▶ _Task to complete_
Continue the article on Mass General's psychedelics research, picking up after its last sentence.

+++ Document passage

The hospital is collaborating with a German company and has launched a center to study hallucinogens.

Massachusetts General Hospital is working with German company atai Life Sciences to study how psychedelics affect the brain.Josh Reynolds/The Washington Post

Massachusetts General Hospital is working with a German company to research the effects of psychedelics on the brain.

Atai Life Sciences ― which on Tuesday jointly announced the collaboration with Mass General ― acts like an incubator for psychedelic therapy-focused companies, acquiring majority stakes in small biotechs and launching its own startups. It’s looking for new ways to treat mental health conditions, including depression and anxiety.

“We have a fairly large pipeline,” said Srinivas Rao, atai’s chief scientific officer. “We have many things going into the clinic this year moving at pretty much breakneck speed.”

The collaboration with Mass General came about after the Boston teaching hospital recently established a group to study psychedelic therapy, called the Center for Neuroscience of Psychedelics. Jerrold Rosenbaum, a psychiatrist at Mass General who specializes in treating psychiatric disorders and heads the program, said there is a need to better understand the effects of those substances on the brain.

Rosenbaum became interested in the field of psychedelic therapy when a friend — who now serves as the director of the center’s advisory council — began inquiring about them, prompting Rosenbaum to reassess his misconceptions about hallucinogens.


“I knew about psychedelics in the way that most physicians did, which was sort of the perception of them as recreational drugs, or drugs that were banned from research for decades,” he said. “As I started to learn more, I realized there was an opportunity here that we have let go undeveloped for decades.”

The research center is focused on a phenomenon called “neuroplasticity,” or the ability of brain cells to change. Recent studies have shown psychedelics could boost this kind of activity, which, for example, could alter how depression affects the brain.

Rao said psychedelic therapy aims to enhance the effects of those substances by taking advantage of that neuroplastic state.

++++++
+++ Provided data

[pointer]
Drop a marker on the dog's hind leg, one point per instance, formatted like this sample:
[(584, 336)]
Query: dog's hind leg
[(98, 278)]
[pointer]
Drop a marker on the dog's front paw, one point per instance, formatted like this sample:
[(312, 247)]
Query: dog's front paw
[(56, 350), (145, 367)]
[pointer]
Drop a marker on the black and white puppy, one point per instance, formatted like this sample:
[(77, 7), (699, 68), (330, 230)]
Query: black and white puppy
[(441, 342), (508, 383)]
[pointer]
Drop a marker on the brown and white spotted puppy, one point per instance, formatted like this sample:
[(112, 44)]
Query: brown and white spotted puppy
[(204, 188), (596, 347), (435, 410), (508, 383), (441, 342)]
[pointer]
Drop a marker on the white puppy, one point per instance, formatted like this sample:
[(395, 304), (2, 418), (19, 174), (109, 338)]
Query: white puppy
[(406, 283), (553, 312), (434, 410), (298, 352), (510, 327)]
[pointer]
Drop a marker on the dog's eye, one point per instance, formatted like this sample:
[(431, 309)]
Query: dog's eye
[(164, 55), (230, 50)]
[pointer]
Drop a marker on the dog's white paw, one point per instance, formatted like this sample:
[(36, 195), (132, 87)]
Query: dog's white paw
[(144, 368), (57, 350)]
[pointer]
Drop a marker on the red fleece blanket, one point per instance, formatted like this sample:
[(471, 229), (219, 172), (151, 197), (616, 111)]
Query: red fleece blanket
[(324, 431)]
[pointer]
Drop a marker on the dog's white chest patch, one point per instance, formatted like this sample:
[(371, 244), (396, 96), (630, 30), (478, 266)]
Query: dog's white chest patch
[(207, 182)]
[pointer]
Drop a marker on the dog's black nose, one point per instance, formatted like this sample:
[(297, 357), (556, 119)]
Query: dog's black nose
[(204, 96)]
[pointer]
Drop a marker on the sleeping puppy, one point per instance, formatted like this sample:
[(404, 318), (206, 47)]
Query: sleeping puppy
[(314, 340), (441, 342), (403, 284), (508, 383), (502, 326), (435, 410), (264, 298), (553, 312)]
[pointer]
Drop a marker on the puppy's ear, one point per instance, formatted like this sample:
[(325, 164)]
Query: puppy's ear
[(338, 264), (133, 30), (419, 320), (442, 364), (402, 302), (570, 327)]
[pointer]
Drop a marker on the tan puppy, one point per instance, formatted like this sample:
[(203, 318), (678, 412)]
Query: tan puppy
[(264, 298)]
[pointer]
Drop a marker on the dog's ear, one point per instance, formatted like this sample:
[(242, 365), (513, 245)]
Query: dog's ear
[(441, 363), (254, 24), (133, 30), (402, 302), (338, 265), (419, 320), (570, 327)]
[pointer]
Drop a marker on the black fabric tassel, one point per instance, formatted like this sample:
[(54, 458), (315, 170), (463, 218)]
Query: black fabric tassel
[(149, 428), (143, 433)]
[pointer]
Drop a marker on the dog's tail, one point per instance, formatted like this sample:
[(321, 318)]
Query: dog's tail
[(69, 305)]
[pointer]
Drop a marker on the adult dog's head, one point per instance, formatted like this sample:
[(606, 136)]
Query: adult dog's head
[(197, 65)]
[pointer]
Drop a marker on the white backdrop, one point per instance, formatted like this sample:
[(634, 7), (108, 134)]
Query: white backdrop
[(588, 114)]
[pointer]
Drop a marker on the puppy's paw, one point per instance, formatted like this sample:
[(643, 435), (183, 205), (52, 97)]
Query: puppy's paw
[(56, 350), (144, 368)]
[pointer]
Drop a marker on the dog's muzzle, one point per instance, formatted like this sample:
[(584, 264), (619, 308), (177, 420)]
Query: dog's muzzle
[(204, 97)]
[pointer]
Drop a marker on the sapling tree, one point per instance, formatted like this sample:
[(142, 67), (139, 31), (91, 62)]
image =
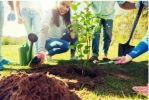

++++++

▶ _Written response_
“There seems to be a period of time where it is easier to establish new habits, and you want to exploit that in the week, maybe two weeks, immediately after the psychedelic event,” he said.

Mass General and atai are not disclosing the financial terms of the collaboration or the specific substance that will be tested on animals and in the lab as part of the partnership. But the Mass General researcher coleading the effort, Stephen Haggarty, said it involves the “next generation” of psychedelics, and is different than psilocybin, the active chemical in “magic mushrooms” or LSD, commonly referred to as “acid.”

“It is branching into other targets that may be important for neuroplasticity . . . where much more is needed to be learned before it could safely go into humans,” he said. “Based on reports of this molecule in humans, it looks like it has promise.”

In November, atai announced the closing of a $125 million financing round, led in part by early Facebook backer Peter Thiel, bringing its total funding to about $250 million. The company was founded in 2018 as a way to raise money for London-based Compass Pathways, a publicly traded biotech that uses psilocybin therapy to treat depression.

Compass was cofounded by George Goldsmith and Ekaterina Malievskaia, who were motivated by the experience of family members suffering from depression. Rosenbaum said the couple was a major backer of the Center for Neuroscience of Psychedelics.